§ **TEXTE FOURNI**:

·····

Ses ouvrages principaux sont : « Vingt-cinq ans de l’art russe » (1882-1883), « Les entraves à l’art russe nouveau » (1885), « Etudes sur l’art européen du XIXe siècle » (1901).

STOICIENS. Adeptes d’un courant philosophique dans la Grèce antique (IIIe siècle av. n. è. — VIe siècle de n. è.). Du grec […] — portique, lieu où enseignait le fondateur du stoïcisme, Zenon de Citium (vers 336-264 av. n. è.).

La doctrine des stoïciens est disparate et contradictoire. Malgré certains éléments positifs, elle reflète, dans son ensemble, la période de désagrégation de la société esclavagiste, de décadence de la philosophie grecque.

On distingue dans l’histoire du stoïcisme trois périodes : l’ancien stoïcisme (dont le penseur le plus éminent fut Chrysippe, vers 280-205 av. n. è.), le moyen et le nouveau stoïcisme.

A l’époque de l’Empire romain, Sénèque (vers 3-65), Epictète (vers 50-138) et Marc-Aurèle (121-180) illustrent le nouveau stoïcisme qui se distingue par son intérêt pour les problèmes moraux.

Les stoïciens divisaient la philosophie en logique, physique et éthique. En logique, ils professaient le sensualisme ; ils affirment que les sensations sont la source de toutes les connaissances. Avant toute expérience, l’âme n’est qu’une table rase.

Les représentations sont des images des choses qui se reflètent dans l’âme. Les données des sens subissent ensuite l’action de la pensée ; ainsi se forment les idées générales, les jugements. D’après les stoïciens, tous les processus de la connaissance ont lieu dans l’âme qui est une substance d’un genre spécial, le « pneuma » (combinaison de l’air et du feu).

Les stoïciens fondent leur physique sur des principes matérialistes pour l’essentiel, et ils développent la doctrine d’Héraclite (V.). Pour eux, la nature est un tout matériel, vivant et raisonnable, dont les parties sont en mouvement.

« Le sage stoïcien, écrit Marx, ne se représente pas « une vie sans évolution », mais une vie absolument mobile, ce qui ressort déjà de sa conception de la nature, qui est celle d’Héraclite, dynamique, évolutive, vivante » (Marx/Engels : Gesamtausgabe, Erste Abteilung, Band 5, M.-L. 1933, S. 119).

Cependant, pour les stoïciens, la matière était un principe passif, et Dieu, un principe actif. Tout était soumis à une rigoureuse nécessité (« destin ») qu’ils interprétaient d’une manière fataliste. C’est dans ce sens qu’ils édifiaient leur éthique.

Luttant contre Epicure (V.) ils estimaient que l’essentiel est la vertu et non la jouissance, ils préconisaient la soumission au destin, l’apathie, le renoncement aux joies de la vie. Ils opposaient au monde changeant des choses la « stabilité » de la raison. Ils propageaient des idées cosmopolites. Leur éthique faisait le jeu de l’idéologie des classes exploiteuses.

·····

§ **ENREGISTREMENTS EXTRAITS**:
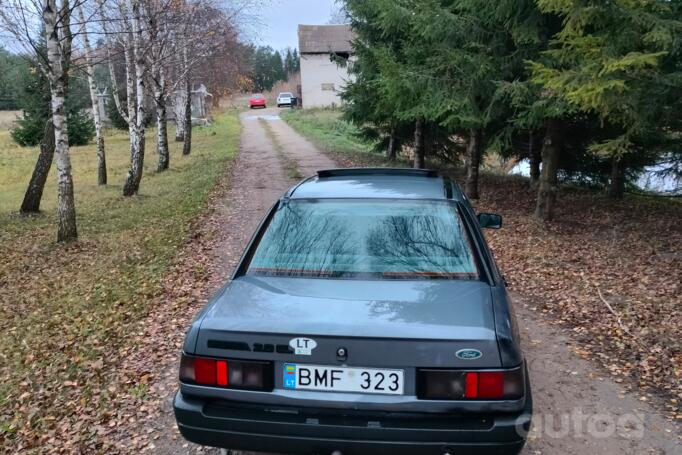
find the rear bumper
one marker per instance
(241, 426)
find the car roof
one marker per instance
(376, 183)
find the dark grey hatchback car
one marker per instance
(366, 316)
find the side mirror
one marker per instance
(490, 220)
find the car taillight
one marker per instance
(234, 374)
(471, 385)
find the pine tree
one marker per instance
(623, 77)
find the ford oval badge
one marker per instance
(469, 354)
(302, 346)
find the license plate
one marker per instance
(343, 379)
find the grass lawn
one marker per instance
(327, 130)
(626, 252)
(66, 311)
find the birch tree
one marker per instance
(129, 33)
(31, 22)
(90, 73)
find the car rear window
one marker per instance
(389, 239)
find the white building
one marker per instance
(321, 78)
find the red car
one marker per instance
(257, 100)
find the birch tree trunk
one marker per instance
(34, 192)
(90, 72)
(551, 151)
(136, 127)
(66, 210)
(161, 130)
(473, 163)
(179, 105)
(187, 145)
(419, 146)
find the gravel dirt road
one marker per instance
(577, 408)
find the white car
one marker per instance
(284, 99)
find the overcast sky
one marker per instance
(281, 18)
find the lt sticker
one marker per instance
(469, 354)
(303, 346)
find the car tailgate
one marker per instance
(421, 323)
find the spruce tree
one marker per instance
(35, 103)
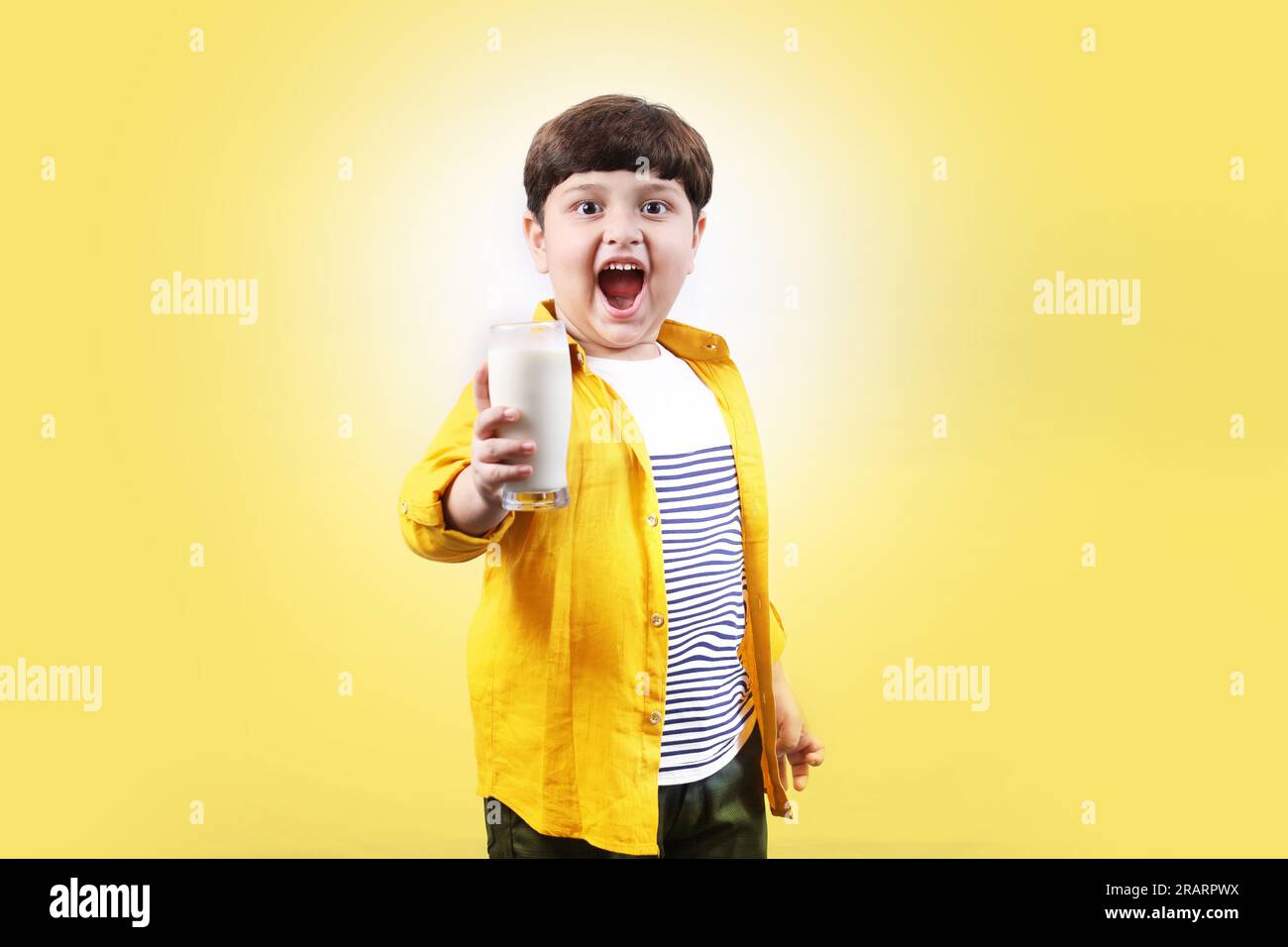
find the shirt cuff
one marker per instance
(420, 506)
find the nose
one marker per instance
(621, 228)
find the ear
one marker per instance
(698, 230)
(536, 240)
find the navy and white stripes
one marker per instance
(708, 698)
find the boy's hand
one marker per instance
(797, 745)
(488, 471)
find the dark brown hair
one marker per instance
(610, 133)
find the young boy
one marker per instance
(623, 661)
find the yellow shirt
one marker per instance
(568, 647)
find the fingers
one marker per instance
(498, 449)
(807, 753)
(789, 735)
(492, 475)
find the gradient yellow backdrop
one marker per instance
(861, 298)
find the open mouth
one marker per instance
(622, 287)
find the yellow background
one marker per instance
(914, 299)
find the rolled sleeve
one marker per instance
(777, 635)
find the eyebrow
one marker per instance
(651, 184)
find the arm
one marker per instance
(437, 521)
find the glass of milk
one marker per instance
(528, 368)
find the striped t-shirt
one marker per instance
(708, 711)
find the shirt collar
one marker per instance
(687, 342)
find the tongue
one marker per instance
(621, 286)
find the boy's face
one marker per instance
(593, 217)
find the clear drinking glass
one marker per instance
(528, 368)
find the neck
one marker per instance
(638, 352)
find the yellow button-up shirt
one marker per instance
(567, 650)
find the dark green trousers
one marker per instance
(719, 817)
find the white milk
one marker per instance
(539, 382)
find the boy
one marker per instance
(623, 661)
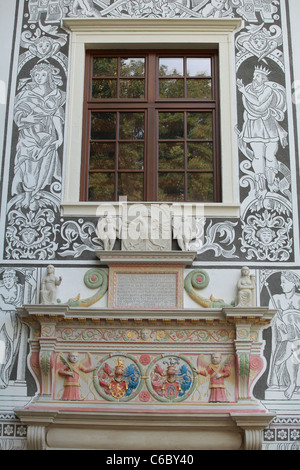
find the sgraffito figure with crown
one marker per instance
(73, 370)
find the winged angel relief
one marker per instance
(217, 376)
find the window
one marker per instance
(150, 34)
(151, 121)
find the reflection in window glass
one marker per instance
(170, 67)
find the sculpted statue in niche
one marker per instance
(11, 296)
(284, 368)
(246, 289)
(39, 116)
(216, 9)
(73, 370)
(217, 371)
(49, 284)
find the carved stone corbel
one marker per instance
(36, 438)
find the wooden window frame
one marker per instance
(151, 104)
(145, 33)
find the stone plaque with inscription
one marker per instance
(153, 288)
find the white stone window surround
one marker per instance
(108, 34)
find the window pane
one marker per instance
(132, 126)
(171, 88)
(101, 187)
(171, 187)
(171, 156)
(170, 66)
(103, 126)
(200, 156)
(102, 156)
(131, 156)
(104, 88)
(171, 125)
(198, 67)
(132, 88)
(199, 126)
(131, 185)
(199, 88)
(200, 187)
(105, 66)
(133, 67)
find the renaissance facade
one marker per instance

·····

§ **EXERCICE**: D'après le texte sur les stoïciens, quel penseur fut le plus éminent de l'ancien stoïcisme ?

§ **RÉPONSE ÉCRITE**: Chrysippe (vers 280-205 av. n. è.).